Already, though, that high price is leading to charges of profiteering. Médecins Sans Frontières has supported an effort to oppose the Indian patent on the drug, arguing that it should be produced as a generic so that it can be made available to parts of the world that could not afford its current high price.

But the high hopes for Gilead go beyond that single pill to a combination with a second drug, ledipasvir. Together, these two medicines cure 95% of patients with the genotype 1 version of hepatitis C (the virus is identified using its genetics), usually allowing patients to forego interferon but the other old mainstay, ribavirin, which causes anemia. Three-quarters of Americans with hepatitis C are infected with viruses classified as genotype 1. The combo might work in as little as 8 weeks, and Gilead will file for FDA approval early in 2014.

“[I]f 8 weeks of treatment with a single daily tablet containing two antivirals is sufficient to cure most patients with the disease, we expect discussions to turn toward HCV eradication, and not just disease control,” wrote Geoffrey Porges an analyst at Sanford C. Bernstein, in a note to clients. “If indeed such discussions emerge, the market for these medicines could be much larger, and more sustainable, than our recently raised forecasts.”

SOURCE MATERIAL
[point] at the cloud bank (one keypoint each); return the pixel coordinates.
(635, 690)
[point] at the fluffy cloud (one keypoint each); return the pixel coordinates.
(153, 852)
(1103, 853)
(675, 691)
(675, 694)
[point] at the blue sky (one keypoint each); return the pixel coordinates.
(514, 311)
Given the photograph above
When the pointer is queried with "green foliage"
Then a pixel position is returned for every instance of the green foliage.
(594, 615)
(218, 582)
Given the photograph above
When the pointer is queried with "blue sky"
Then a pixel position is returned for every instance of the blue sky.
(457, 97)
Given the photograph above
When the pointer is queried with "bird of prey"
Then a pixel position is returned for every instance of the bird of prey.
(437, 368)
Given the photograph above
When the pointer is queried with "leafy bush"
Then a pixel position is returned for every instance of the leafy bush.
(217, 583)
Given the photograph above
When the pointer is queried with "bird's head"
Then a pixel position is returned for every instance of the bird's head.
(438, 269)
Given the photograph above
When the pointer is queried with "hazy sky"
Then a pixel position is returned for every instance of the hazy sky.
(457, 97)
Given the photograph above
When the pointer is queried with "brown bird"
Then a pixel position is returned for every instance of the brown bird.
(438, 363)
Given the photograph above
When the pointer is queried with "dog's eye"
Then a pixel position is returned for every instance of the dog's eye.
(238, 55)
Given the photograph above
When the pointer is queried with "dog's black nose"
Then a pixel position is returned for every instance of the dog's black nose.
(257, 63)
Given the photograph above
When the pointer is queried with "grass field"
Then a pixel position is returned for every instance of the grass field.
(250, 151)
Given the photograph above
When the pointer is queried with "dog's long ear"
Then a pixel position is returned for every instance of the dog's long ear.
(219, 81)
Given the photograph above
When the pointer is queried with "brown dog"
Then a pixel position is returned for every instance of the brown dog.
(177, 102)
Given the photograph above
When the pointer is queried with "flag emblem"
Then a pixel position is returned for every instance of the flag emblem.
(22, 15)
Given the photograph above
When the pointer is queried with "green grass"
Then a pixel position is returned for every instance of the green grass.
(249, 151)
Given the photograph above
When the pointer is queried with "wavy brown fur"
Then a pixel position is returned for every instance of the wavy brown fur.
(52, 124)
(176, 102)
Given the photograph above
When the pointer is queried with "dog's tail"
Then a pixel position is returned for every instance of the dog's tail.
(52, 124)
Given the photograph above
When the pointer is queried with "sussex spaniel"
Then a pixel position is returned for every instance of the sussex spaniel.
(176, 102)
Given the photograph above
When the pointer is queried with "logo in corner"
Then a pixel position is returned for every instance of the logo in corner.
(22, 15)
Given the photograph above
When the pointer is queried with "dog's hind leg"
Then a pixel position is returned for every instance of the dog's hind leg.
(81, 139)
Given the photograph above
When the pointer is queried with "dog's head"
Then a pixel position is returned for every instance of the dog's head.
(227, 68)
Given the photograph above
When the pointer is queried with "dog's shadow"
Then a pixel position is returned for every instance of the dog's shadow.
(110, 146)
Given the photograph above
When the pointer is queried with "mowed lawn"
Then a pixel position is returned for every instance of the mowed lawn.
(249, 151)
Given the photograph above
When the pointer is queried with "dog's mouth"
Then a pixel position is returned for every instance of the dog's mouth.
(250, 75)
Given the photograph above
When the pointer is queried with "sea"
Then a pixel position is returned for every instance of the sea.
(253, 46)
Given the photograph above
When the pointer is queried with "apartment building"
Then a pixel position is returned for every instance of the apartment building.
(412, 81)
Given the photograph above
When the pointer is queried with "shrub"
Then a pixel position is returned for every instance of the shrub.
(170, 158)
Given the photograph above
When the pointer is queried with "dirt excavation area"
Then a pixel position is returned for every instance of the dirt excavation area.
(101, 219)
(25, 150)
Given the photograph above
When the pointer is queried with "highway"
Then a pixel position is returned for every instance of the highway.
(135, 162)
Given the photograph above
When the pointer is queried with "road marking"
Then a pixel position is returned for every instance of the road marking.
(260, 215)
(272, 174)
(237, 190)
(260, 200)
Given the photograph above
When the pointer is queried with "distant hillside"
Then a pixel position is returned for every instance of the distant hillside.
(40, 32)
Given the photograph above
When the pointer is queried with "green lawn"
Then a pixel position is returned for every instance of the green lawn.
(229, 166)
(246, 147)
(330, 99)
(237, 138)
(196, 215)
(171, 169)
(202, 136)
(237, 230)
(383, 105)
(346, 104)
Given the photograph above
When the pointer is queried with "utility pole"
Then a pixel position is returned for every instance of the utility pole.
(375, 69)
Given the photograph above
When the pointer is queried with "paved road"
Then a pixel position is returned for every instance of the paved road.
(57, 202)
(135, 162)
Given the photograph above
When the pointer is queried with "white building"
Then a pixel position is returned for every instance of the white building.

EXERCISE TASKS
[1] In the hepatitis C passage, what share of Americans with hepatitis C carry genotype 1 viruses?
[2] List every organization named in the hepatitis C passage.
The material has no connection to the hepatitis C passage.

SOLUTIONS BY TASK
[1] Three-quarters.

[2] Médecins Sans Frontières, Gilead, the FDA, Sanford C. Bernstein